# Work to do:
• a. Decide whether each statement agrees with the e-publishing paper: (i) the talk behind it was given at Edinburgh Napier University in 2014; (ii) the former CIO of Holtzbrinck said the editors of the future will be designers; (iii) the talk's audience was mainly representatives from large English publishers. For each, answer yes or no and quote the deciding words of the paper.
• b. Reproduce word for word the passage of the e-publishing paper starting with "I have tuned" and going on through "the digital age?".

# Text shown:
This paper classifies the common revenue models for digital versions of books across different market segments, from ´reader/user pays´ to the so-called lead generation, where readers/users ´pay´ with detailed information about themselves (and their company). Zooming out to look at aspects of more general business models, it lays out options for ´lightweight´ e-book production options (for trade publishing) on the one side and abstract new business opportunities for publishing houses on the other, following contemporary ´context instead of on top of/ content´ considerations.
This paper is a slightly modified written version of a talk with the same title I gave at Edinburgh Napier University on June 11th, 2014.
Prior to this talk, I had been asked to zoom in from a very broad overview of the revenue model options for e-publishing products in general to e-books in a narrow sense. Particularly, since the target group of the talk were mainly representatives from (small) Scottish publishers (beside, of course, colleagues and students), I will also talk about e-book workflow options suitable for small publishers. Finally, I will mull on the somewhat intriguing insight that, while finding the right revenue models for digital publications is important, publishers should not get distracted from thinking about new business models beyond content delivery (in the context of new product architectures and value propositions) at the same time. This paper therefore leads us – with the breadth of the focus in the shape of an hourglass – from business/revenue models (and the digital challenges for publishers) via rather specific aspects of e-book production all the way to more abstract business opportunities for publishers.
We know that business thinking is an integral of publishing. One of the subtexts of this paper is that technological thinking should be as integral, at least for most of the products expected from publishers in the future. The former CIO of Holtzbrinck, a large German publishing house, puts it like this: ‘The editors of the future will be programmers’. This is certainly an exaggeration – however, the assertion that good (and successful) digital publishing products are built on content as well as on technology is a cornerstone of “Technology and Innovation for Smart Publishing“ (TISP) as a project.
I have tuned “Business models for e-publishing” according to conversations I have had with some of the stakeholders of the talk underlying this paper and the above considerations. As a consequence, the paper can be assumed to have the following tacit subheadings:
– What options are there for publishers to create revenues in the digital age?
– What does a typical e-book business model mean for a small publisher wrt production processes?
– Do we have to look further than making content public ? Context instead of/in top of/ content business models for publishers?

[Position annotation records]
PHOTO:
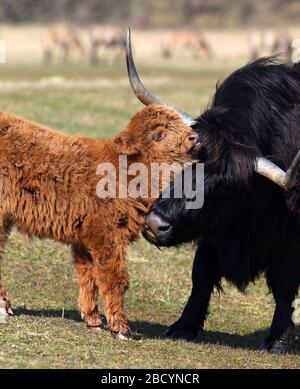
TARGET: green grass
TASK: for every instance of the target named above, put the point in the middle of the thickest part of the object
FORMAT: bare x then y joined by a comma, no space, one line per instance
46,330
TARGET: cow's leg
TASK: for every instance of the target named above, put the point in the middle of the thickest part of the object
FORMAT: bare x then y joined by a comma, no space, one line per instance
88,295
284,289
112,281
5,306
205,277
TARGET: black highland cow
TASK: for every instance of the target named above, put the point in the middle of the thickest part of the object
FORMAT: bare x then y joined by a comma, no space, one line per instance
248,224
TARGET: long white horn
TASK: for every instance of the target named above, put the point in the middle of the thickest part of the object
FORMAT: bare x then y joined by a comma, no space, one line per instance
286,180
139,89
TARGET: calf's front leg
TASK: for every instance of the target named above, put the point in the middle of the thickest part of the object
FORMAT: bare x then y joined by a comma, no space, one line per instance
112,281
5,306
88,294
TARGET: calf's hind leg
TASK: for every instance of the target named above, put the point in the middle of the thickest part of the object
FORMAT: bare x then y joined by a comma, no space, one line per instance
88,295
5,306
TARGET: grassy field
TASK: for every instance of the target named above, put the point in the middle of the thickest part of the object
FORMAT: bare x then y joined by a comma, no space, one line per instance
46,330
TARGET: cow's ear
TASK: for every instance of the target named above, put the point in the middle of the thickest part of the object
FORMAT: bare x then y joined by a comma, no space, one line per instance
124,143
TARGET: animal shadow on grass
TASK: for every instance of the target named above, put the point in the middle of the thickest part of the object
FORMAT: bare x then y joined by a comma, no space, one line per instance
149,330
252,341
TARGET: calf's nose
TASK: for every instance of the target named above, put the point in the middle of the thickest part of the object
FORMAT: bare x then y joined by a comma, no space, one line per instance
191,140
157,225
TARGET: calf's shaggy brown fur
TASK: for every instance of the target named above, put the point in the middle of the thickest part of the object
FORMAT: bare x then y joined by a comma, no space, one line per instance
48,189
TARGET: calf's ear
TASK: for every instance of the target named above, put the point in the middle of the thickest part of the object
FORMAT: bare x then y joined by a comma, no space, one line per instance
125,144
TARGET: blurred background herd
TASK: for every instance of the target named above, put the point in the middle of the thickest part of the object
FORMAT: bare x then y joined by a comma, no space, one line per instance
92,31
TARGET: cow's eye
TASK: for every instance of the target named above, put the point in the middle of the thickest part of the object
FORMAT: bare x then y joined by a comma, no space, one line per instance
158,137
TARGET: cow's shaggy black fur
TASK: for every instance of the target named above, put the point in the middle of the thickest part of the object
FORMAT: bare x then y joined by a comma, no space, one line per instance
247,225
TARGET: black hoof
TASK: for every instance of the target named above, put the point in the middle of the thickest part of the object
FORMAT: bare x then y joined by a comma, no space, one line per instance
279,348
282,345
265,346
180,333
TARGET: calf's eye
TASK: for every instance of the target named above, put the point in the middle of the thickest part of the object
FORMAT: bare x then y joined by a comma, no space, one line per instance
158,137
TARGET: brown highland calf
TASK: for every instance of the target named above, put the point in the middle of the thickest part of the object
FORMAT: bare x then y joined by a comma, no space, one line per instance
48,189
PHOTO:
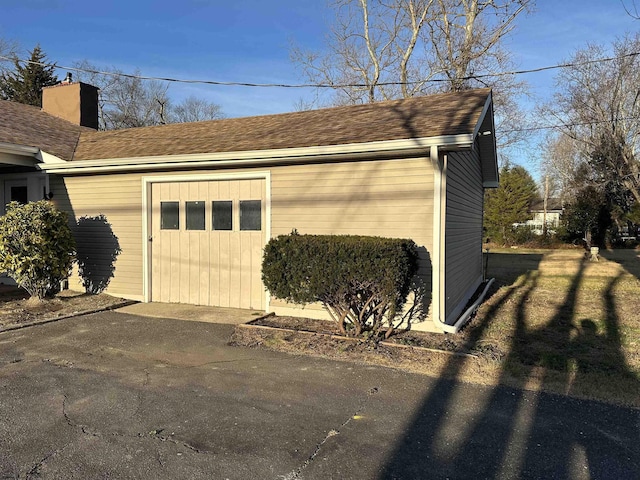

# Task answers:
• a.
(i) Yes: "a talk with the same title I gave at Edinburgh Napier University on June 11th, 2014"
(ii) No: "The editors of the future will be programmers"
(iii) No: "the target group of the talk were mainly representatives from (small) Scottish publishers"

• b.
I have tuned “Business models for e-publishing” according to conversations I have had with some of the stakeholders of the talk underlying this paper and the above considerations. As a consequence, the paper can be assumed to have the following tacit subheadings:
– What options are there for publishers to create revenues in the digital age?